## Data records
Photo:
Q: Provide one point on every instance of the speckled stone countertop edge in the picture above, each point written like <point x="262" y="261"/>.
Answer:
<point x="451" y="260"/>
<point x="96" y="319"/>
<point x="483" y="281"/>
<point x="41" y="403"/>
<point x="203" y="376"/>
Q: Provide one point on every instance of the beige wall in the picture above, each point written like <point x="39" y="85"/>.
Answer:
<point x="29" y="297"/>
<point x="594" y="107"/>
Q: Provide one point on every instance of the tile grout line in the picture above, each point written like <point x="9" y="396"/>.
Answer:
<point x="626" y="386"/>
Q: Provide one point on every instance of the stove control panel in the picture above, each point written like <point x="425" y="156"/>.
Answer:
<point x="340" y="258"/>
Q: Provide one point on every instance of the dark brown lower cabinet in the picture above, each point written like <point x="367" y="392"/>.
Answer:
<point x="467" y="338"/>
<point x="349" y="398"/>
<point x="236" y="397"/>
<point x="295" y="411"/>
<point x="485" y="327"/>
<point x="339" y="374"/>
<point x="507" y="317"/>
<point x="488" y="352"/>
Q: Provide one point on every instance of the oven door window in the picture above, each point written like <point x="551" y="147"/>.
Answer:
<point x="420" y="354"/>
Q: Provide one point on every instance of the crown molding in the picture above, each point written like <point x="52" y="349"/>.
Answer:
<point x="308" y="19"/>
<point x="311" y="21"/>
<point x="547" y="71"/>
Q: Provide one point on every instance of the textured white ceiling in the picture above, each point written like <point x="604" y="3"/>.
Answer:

## What is asked
Can you put the lines of the data into a numbered list, from the line containing "Q: Provide one point on every instance of the dark" through the end of the data, leaving out any blank lines?

## Worked answer
1. Q: Provide one point on every instance of the dark brown lower cabinet in the picture above, each point written like <point x="367" y="392"/>.
2. Answer:
3. <point x="467" y="338"/>
4. <point x="349" y="398"/>
5. <point x="236" y="397"/>
6. <point x="295" y="411"/>
7. <point x="485" y="327"/>
8. <point x="339" y="374"/>
9. <point x="507" y="317"/>
10. <point x="488" y="352"/>
11. Q: Provide one point on every instance of the oven door window in the picture above, each point written like <point x="551" y="147"/>.
12. Answer:
13. <point x="420" y="354"/>
14. Q: Provide one point on every instance of the crown molding in the picture above, each point written like <point x="52" y="349"/>.
15. Answer:
16. <point x="308" y="19"/>
17. <point x="311" y="21"/>
18. <point x="547" y="71"/>
19. Q: Provide one point on every instance of the textured white ceiling in the picture above, each point written like <point x="604" y="3"/>.
20. Answer:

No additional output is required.